Skip every picture, then write out exactly the lines of the listing below from the line that contains "Put a point on the pillar, one" through the final line.
── RECORDED INFORMATION
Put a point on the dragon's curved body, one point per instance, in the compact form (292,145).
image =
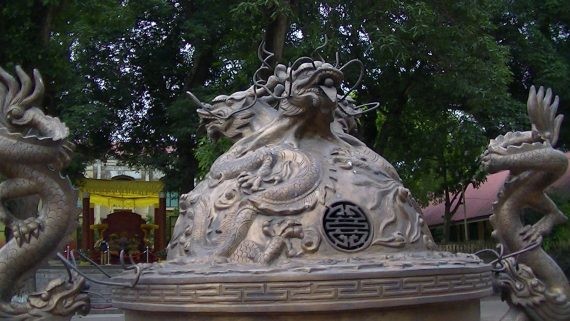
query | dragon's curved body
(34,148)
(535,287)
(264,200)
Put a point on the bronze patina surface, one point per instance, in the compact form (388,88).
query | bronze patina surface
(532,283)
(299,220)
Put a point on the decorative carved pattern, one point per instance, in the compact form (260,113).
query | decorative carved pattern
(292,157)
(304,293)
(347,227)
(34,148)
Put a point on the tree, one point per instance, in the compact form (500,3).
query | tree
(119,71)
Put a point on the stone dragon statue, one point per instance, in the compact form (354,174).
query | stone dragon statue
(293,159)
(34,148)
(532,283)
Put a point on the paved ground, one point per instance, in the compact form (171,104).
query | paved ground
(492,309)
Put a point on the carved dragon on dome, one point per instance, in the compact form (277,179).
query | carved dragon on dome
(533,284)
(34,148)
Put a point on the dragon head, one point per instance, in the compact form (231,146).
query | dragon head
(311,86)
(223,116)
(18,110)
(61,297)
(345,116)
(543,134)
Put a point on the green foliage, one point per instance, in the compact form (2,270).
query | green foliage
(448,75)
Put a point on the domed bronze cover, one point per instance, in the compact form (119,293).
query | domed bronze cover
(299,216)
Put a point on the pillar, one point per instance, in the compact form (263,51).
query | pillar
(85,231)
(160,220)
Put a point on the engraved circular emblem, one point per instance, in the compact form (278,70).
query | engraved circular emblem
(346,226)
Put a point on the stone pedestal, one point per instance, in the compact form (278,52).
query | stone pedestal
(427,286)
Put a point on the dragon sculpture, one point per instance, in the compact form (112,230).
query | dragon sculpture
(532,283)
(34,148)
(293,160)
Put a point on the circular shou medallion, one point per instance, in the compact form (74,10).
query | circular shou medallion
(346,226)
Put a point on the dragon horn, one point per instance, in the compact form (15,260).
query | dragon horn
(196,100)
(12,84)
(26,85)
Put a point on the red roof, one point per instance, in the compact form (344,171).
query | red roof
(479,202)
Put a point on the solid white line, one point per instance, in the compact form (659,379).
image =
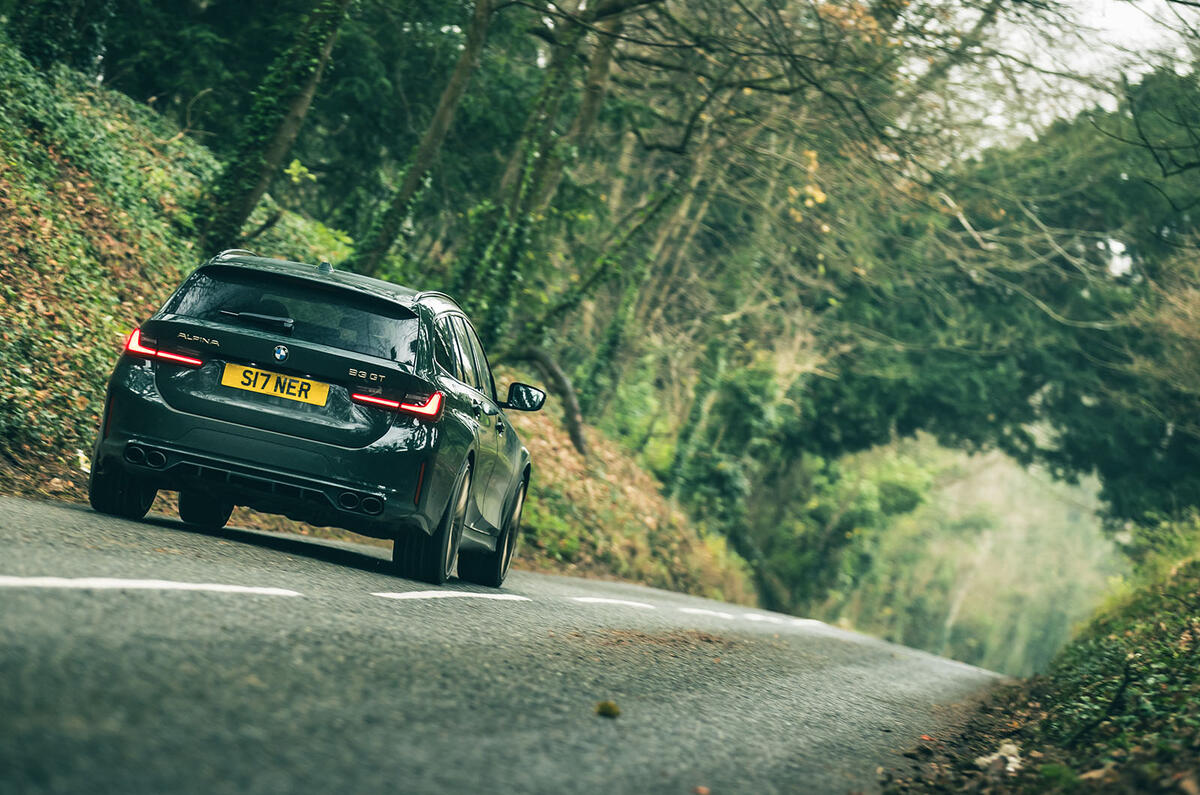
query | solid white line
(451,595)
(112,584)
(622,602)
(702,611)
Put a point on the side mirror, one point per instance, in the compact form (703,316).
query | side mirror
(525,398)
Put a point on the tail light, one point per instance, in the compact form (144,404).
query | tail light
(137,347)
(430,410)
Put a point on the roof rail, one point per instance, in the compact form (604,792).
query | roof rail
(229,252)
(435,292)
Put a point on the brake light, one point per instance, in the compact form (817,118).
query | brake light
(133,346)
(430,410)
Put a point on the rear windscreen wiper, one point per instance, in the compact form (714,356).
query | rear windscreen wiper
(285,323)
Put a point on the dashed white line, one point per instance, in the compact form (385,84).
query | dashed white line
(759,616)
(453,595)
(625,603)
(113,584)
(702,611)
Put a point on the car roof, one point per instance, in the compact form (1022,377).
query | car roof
────
## RESPONSE
Put a point on the pillar, one point per instance, in the compact form (263,51).
query | pillar
(85,231)
(160,220)
Put a point on the engraved circular emblem, one point per instance, in the compact form (278,70).
query | engraved circular emblem
(346,226)
Put a point on the stone pedestal, one point per instance, in the compact form (278,52).
query | stone pedestal
(427,286)
Put a point on the dragon sculpture, one point per instance, in the compact form (112,230).
query | dragon sculpture
(532,283)
(34,148)
(293,160)
Put a point on the circular shou medallion, one point per instance, in the compact form (74,10).
query | circular shou medallion
(346,226)
Put a point on the dragon horn, one point per instance, in the compact form (15,260).
query | dragon horn
(196,100)
(12,84)
(26,85)
Put a point on the red roof, one point per instance, in the compact form (344,171).
query | red roof
(479,202)
Put a point on the solid white line, one point per instance, in the compact form (659,379).
image =
query | solid white line
(451,595)
(112,584)
(622,602)
(702,611)
Put a point on the side mirror, one point per instance, in the compact form (703,316).
query | side mirror
(525,398)
Put a point on the tail light, one point per instance, in the compact form (144,404).
query | tail light
(137,347)
(430,410)
Put a point on the roof rail, one point per instance, in the compact form (604,792).
query | roof rail
(229,252)
(435,292)
Put a point on the brake light, one point per instance, in the compact form (817,118).
query | brake light
(133,346)
(430,410)
Put a point on the rear windscreen wiper, one point per instance, in the compact form (714,356).
query | rear windscreen wiper
(285,323)
Put a point on the dashed white line, one point per instance, in the compact form (385,84).
query | dashed white line
(759,616)
(453,595)
(625,603)
(113,584)
(702,611)
Put a point on the car roof, one point per instance, in the compact form (1022,377).
query | car roof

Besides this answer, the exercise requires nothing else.